• Getoonde tekst
• No results found

Conclusies en aanbevelingen

In dit hoofdstuk wordt ter afsluiting van dit rapport een serie conclusies en aanbevelingen opgesteld.

Er wordt kort samengevat waar de PAS:128-NL op is aangepast en waar het ontwerp wel en niet

voldoet aan het PvE. Voortbouwend op deze samenvatting wordt geconcludeerd of de PAS:128-NL

daadwerkelijk toepasbaar is in voor de Nederlandse kabels- en leidingen sector en voldoet aan de

onderzoeksdoelstelling. Tevens wordt er antwoord gegeven op de onderzoeksvraag en de

bijbehorende deelvragen. Tot slot worden er aanbevelingen gemaakt over verder onderzoek.

10.1 Samenvattend en concluderend.

• Korte opgave 1
Schrijf uit de getoonde tekst letterlijk over wat begint bij "daadwerkelijk toepasbaar is" en eindigt bij "Samenvattend en concluderend.".
De getoonde tekst heeft niets te maken met de vermeldingen.

• Materiaal voor opdracht
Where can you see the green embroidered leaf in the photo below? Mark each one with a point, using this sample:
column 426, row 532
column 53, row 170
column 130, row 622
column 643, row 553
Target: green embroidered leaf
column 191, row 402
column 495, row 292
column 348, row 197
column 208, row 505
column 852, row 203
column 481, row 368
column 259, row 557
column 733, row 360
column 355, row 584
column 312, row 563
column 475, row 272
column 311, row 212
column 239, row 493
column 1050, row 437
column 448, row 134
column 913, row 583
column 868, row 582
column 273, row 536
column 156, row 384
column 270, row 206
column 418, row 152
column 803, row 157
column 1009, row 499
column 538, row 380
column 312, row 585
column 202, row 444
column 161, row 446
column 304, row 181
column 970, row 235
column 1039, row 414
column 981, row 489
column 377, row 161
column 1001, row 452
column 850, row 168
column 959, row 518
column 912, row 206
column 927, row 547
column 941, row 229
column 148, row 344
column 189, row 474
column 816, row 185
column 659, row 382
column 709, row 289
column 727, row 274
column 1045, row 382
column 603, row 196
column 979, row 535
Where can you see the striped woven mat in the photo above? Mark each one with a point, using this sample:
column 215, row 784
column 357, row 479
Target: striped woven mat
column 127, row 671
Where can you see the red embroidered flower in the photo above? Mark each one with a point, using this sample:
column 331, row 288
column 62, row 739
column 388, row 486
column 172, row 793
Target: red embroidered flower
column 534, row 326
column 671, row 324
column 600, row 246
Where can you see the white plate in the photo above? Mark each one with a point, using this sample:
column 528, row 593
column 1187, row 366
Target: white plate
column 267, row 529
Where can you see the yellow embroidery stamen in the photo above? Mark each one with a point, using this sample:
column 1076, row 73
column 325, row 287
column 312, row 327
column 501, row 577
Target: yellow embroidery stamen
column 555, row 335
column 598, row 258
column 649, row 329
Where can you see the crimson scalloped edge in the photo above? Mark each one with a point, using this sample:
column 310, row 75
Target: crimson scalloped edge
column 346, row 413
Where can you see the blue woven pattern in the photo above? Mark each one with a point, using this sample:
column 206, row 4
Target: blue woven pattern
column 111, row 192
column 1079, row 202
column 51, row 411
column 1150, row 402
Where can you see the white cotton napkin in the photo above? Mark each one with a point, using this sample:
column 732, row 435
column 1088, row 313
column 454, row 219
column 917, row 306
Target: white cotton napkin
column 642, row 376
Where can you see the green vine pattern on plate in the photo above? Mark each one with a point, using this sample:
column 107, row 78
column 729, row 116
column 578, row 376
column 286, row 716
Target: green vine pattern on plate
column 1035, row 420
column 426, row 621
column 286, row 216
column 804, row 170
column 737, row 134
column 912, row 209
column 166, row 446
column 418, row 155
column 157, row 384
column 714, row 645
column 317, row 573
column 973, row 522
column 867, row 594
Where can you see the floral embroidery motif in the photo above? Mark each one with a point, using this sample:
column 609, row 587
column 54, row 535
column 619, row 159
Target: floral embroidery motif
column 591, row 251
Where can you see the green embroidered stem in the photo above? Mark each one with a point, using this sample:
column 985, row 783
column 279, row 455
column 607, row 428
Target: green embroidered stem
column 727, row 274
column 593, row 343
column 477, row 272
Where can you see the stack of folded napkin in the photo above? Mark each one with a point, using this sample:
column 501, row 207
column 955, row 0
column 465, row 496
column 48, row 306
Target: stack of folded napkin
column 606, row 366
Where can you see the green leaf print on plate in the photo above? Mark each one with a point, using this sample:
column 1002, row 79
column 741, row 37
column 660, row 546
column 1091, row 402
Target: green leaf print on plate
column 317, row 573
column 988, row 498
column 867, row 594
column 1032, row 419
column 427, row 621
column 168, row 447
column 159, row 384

• Korte opgave 2
Herhaal woord voor woord de regels uit de vermeldingen, beginnend bij de regel met "Where can you see the white plate" en eindigend bij de regel met "column 591, row 251", beide inbegrepen.

• Uitvoer oefening 1
daadwerkelijk toepasbaar is in voor de Nederlandse kabels- en leidingen sector en voldoet aan de

onderzoeksdoelstelling. Tevens wordt er antwoord gegeven op de onderzoeksvraag en de

bijbehorende deelvragen. Tot slot worden er aanbevelingen gemaakt over verder onderzoek.

10.1 Samenvattend en concluderend.

• Uitvoer oefening 2
Where can you see the white plate in the photo above? Mark each one with a point, using this sample:
column 528, row 593
column 1187, row 366
Target: white plate
column 267, row 529
Where can you see the yellow embroidery stamen in the photo above? Mark each one with a point, using this sample:
column 1076, row 73
column 325, row 287
column 312, row 327
column 501, row 577
Target: yellow embroidery stamen
column 555, row 335
column 598, row 258
column 649, row 329
Where can you see the crimson scalloped edge in the photo above? Mark each one with a point, using this sample:
column 310, row 75
Target: crimson scalloped edge
column 346, row 413
Where can you see the blue woven pattern in the photo above? Mark each one with a point, using this sample:
column 206, row 4
Target: blue woven pattern
column 111, row 192
column 1079, row 202
column 51, row 411
column 1150, row 402
Where can you see the white cotton napkin in the photo above? Mark each one with a point, using this sample:
column 732, row 435
column 1088, row 313
column 454, row 219
column 917, row 306
Target: white cotton napkin
column 642, row 376
Where can you see the green vine pattern on plate in the photo above? Mark each one with a point, using this sample:
column 107, row 78
column 729, row 116
column 578, row 376
column 286, row 716
Target: green vine pattern on plate
column 1035, row 420
column 426, row 621
column 286, row 216
column 804, row 170
column 737, row 134
column 912, row 209
column 166, row 446
column 418, row 155
column 157, row 384
column 714, row 645
column 317, row 573
column 973, row 522
column 867, row 594
Where can you see the floral embroidery motif in the photo above? Mark each one with a point, using this sample:
column 609, row 587
column 54, row 535
column 619, row 159
Target: floral embroidery motif
column 591, row 251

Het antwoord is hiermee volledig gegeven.